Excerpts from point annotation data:
— BEGIN —

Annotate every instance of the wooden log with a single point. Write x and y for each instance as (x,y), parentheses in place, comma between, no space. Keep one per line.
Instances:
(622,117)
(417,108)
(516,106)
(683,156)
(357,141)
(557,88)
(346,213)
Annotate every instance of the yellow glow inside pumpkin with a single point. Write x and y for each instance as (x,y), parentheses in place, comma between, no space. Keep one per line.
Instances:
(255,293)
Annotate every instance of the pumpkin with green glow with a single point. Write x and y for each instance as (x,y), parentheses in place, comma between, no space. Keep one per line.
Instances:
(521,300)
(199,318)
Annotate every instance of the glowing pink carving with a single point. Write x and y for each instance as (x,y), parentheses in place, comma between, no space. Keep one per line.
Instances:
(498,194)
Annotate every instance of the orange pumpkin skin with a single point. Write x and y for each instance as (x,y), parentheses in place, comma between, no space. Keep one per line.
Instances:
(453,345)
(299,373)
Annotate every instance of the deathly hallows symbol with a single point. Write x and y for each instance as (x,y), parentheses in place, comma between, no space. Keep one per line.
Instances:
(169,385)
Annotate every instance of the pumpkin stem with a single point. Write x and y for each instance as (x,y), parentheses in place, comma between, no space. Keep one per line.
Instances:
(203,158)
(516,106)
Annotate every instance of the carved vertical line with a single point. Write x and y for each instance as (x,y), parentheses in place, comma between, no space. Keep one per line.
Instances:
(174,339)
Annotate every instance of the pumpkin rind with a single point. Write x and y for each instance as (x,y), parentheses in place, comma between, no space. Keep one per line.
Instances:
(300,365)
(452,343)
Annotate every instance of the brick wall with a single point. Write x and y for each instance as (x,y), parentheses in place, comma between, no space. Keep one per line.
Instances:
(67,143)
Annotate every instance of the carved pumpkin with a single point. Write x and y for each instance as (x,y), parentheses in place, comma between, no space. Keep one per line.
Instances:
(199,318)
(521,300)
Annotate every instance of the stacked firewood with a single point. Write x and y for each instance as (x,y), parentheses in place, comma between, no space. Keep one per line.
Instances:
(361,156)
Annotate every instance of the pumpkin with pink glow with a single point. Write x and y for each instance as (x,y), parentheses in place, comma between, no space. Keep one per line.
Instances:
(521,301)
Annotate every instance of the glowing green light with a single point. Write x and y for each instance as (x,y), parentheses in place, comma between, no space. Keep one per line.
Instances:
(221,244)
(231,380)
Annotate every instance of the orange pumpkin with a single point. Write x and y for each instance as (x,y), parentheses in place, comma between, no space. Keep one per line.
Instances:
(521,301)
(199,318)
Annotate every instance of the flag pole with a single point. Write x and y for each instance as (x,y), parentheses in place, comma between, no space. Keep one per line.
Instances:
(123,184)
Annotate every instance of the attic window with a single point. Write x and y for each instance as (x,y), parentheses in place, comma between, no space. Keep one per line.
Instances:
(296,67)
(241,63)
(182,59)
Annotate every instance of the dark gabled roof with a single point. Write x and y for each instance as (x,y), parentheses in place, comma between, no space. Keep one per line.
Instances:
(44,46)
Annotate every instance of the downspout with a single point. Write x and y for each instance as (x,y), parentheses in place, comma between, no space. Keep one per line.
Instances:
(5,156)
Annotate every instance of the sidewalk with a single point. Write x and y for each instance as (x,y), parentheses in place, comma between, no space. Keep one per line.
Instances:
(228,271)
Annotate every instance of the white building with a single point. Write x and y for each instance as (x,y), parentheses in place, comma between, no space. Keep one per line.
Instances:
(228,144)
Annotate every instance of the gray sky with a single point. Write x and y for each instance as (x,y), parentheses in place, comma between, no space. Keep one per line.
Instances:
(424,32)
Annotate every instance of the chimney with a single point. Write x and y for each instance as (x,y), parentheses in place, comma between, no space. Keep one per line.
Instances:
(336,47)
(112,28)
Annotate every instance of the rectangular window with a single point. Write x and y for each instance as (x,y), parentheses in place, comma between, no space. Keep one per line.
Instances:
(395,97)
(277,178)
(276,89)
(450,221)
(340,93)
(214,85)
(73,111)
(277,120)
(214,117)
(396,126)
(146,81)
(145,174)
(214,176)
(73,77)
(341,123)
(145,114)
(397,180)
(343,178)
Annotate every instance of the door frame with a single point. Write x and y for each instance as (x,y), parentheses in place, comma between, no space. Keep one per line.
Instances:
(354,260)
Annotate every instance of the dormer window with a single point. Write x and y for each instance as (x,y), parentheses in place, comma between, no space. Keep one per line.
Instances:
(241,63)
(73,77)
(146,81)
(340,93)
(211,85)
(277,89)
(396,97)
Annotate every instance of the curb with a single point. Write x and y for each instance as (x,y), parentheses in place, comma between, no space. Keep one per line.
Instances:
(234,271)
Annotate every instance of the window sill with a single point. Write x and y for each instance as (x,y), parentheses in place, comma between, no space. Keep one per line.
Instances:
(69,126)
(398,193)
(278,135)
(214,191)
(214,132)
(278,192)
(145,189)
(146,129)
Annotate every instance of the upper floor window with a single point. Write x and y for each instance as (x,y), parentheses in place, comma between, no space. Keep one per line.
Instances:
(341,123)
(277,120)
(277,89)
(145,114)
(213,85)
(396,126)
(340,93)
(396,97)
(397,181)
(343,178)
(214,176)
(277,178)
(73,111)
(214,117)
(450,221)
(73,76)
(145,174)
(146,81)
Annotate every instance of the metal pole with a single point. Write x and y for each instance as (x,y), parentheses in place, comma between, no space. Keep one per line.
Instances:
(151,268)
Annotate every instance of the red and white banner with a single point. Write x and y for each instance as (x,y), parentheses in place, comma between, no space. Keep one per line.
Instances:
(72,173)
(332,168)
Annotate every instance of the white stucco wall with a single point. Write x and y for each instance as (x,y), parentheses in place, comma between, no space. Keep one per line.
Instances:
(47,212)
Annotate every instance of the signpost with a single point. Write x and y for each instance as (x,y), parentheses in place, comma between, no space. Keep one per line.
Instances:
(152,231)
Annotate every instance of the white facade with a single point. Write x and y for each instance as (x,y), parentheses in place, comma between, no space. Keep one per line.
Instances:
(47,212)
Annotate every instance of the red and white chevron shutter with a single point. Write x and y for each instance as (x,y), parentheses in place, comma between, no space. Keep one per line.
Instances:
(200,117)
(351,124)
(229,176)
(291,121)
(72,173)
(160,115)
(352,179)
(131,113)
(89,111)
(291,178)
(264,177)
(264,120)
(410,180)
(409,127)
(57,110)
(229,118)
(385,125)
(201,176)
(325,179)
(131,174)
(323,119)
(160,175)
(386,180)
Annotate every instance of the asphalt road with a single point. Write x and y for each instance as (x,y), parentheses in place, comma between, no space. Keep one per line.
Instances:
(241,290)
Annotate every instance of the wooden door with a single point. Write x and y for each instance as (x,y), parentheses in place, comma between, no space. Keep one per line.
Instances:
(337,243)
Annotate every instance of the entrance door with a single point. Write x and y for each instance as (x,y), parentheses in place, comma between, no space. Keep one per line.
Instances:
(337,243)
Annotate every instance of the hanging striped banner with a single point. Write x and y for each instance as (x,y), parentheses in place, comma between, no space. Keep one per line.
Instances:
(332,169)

— END —
— BEGIN —

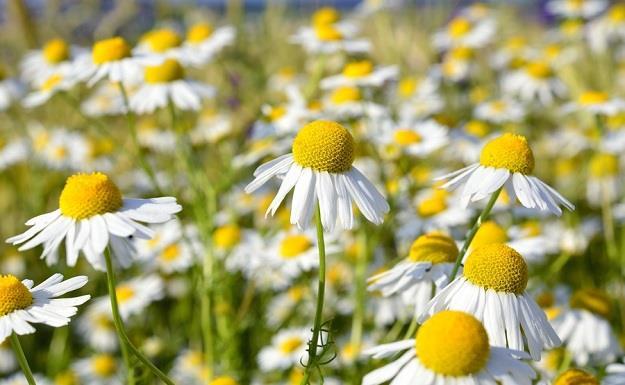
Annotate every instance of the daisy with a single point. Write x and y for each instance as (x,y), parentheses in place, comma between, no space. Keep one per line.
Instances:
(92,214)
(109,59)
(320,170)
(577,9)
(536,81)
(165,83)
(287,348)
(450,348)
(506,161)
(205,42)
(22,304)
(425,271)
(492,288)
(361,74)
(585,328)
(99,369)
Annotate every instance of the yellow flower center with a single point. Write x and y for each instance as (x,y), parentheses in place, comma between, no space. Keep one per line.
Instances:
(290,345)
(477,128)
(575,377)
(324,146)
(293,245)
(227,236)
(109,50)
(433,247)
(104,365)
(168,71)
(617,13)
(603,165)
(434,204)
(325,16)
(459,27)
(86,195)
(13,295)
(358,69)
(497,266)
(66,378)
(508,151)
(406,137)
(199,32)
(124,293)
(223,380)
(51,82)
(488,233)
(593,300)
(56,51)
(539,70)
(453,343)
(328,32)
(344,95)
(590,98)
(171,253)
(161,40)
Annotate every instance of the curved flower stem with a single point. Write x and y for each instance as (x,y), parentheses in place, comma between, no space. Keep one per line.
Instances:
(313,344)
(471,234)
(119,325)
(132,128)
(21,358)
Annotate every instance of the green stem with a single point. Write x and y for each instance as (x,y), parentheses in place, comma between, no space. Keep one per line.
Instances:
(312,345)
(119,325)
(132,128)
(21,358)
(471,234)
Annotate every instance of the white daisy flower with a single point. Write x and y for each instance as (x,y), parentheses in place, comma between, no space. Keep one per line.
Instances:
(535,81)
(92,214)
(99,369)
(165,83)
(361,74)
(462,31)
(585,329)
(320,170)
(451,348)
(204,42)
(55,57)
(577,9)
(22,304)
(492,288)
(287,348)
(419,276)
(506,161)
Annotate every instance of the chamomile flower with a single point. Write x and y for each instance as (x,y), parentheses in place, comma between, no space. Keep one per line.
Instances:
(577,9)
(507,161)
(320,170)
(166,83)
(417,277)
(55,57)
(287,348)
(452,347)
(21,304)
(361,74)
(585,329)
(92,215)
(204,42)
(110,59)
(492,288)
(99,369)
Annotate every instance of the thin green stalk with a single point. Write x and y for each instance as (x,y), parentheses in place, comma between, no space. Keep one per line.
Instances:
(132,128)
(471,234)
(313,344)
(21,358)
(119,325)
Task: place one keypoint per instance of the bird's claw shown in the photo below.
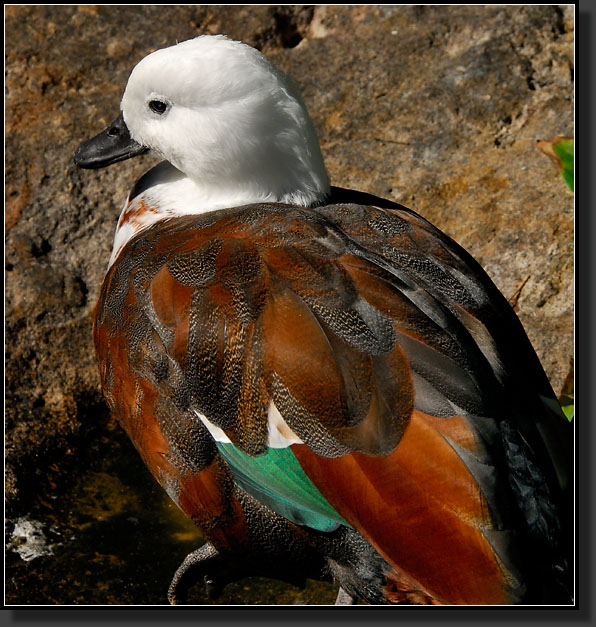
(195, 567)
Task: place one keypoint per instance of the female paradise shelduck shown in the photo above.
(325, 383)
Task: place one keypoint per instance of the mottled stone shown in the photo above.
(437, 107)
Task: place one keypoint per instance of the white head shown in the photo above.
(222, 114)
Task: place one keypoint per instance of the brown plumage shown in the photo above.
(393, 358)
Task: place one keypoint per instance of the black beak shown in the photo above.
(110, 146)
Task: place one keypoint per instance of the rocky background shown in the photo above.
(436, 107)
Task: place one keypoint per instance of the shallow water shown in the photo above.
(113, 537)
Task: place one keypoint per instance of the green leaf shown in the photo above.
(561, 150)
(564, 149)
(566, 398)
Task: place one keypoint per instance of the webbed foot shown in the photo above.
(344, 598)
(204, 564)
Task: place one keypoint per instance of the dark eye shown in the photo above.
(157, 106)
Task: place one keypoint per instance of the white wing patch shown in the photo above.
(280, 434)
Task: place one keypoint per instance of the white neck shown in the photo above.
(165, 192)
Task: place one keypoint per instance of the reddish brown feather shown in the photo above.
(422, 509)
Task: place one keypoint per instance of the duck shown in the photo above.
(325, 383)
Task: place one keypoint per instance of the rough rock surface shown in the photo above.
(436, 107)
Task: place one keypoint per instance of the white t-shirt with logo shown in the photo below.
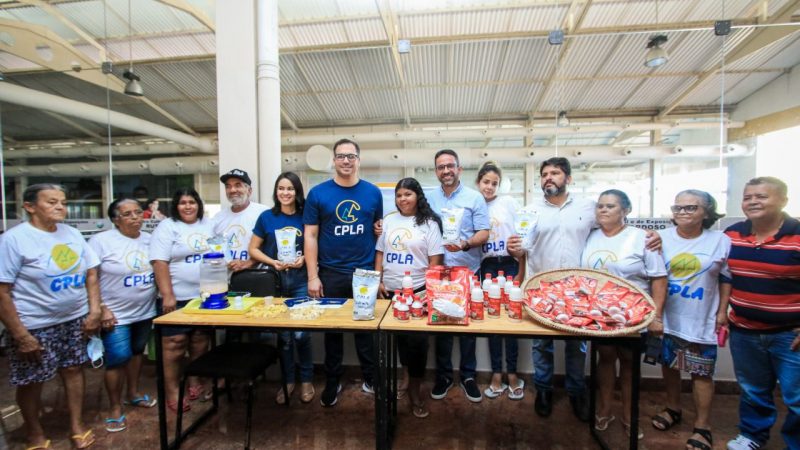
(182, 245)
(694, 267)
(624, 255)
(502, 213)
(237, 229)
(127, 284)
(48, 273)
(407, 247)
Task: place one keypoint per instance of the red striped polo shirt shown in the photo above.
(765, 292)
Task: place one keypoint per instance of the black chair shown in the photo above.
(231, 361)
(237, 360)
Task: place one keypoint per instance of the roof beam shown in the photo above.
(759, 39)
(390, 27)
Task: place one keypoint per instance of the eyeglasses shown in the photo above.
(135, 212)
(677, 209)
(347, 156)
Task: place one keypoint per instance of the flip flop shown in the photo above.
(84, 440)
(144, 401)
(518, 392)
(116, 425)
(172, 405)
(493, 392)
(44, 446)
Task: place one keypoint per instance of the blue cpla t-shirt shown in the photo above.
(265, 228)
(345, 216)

— END —

### EXERCISE GOAL
Collect each line of the entries that contains the word "wooden", and list those lines in full in their original order.

### EXERCISE SOLUTION
Annotate every instance of the wooden log with a single point. Write x and y for each instance as (x,y), parentheses in place, comma between, no space. Keep one per line.
Annotate every instance of the wooden door with a single point. Write x and y for each instance as (x,y), parentheses in place, comma between, no space. Keep one per line.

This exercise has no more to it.